*Given exercise*
Show every line of the items below that contains the string "shirt".

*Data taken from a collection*
_ _ _ _
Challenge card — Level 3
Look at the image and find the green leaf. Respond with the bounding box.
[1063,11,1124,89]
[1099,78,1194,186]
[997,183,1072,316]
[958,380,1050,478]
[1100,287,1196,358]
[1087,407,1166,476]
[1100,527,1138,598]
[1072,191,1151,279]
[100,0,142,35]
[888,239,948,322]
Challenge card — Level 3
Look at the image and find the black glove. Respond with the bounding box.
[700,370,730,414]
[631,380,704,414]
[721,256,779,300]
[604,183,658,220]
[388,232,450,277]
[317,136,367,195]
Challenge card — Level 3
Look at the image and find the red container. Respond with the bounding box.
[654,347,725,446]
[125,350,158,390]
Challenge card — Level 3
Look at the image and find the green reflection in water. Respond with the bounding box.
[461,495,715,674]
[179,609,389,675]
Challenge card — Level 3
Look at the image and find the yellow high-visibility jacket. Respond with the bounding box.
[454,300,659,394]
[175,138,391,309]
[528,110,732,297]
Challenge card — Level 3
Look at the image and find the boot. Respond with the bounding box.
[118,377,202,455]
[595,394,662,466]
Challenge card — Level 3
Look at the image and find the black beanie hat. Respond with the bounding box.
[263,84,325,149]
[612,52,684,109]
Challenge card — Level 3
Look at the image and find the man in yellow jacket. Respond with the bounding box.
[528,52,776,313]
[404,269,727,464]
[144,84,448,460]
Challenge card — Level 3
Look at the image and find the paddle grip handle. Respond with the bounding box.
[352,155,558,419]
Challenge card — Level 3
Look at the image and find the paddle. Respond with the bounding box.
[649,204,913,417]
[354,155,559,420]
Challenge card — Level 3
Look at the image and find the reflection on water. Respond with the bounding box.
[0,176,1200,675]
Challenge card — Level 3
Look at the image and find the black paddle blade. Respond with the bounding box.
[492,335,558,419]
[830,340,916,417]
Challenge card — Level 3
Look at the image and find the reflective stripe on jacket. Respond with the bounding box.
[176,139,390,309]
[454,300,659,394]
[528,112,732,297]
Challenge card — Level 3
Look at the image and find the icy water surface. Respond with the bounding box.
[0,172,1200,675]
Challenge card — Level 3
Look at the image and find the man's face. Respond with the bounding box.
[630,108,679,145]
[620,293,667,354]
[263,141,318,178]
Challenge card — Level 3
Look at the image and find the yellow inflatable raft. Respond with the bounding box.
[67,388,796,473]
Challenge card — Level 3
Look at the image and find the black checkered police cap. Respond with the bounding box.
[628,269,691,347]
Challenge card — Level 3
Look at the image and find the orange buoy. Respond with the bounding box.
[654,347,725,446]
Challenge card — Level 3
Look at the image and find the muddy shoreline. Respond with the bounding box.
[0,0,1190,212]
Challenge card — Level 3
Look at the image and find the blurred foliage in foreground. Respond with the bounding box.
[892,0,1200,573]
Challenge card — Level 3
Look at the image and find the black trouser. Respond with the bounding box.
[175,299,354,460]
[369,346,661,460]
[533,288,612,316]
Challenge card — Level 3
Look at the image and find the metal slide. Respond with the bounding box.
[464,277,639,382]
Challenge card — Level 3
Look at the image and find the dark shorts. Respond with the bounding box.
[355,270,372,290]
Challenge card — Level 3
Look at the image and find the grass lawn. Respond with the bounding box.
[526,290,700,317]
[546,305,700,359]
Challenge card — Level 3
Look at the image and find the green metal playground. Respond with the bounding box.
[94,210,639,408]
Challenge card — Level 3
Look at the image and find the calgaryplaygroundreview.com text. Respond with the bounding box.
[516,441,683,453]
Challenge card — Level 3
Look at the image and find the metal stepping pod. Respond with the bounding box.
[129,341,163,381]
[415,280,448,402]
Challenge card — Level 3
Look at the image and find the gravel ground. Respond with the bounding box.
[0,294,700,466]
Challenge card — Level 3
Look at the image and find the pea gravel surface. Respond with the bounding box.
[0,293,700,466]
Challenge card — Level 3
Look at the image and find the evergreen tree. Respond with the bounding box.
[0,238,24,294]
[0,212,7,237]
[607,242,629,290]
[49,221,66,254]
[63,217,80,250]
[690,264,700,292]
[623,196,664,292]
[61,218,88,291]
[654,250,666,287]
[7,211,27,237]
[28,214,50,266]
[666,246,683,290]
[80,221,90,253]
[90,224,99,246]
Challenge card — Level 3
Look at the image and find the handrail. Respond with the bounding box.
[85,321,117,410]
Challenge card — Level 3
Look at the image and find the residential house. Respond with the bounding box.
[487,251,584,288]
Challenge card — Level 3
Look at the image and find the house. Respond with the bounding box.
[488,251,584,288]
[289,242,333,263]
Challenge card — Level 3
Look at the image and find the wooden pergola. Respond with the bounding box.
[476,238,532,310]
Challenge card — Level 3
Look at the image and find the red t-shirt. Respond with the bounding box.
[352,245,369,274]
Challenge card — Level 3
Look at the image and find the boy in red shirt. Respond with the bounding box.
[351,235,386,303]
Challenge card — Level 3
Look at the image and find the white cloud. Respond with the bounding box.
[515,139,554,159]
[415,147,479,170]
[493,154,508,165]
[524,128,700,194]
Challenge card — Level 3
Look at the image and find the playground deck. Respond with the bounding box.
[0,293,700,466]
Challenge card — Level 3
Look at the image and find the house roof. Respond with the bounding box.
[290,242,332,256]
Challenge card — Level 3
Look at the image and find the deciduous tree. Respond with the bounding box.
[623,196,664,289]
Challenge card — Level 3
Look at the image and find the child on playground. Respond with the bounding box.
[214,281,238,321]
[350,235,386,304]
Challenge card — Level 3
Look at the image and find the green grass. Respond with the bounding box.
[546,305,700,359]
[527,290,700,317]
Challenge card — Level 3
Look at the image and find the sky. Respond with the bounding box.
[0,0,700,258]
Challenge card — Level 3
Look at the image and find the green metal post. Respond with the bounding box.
_ _ _ _
*Answer to this exercise*
Look at the image and find the red t-shirt. Respond with the bounding box.
Look at the image and find the boy in red shirt. Respond with the bounding box.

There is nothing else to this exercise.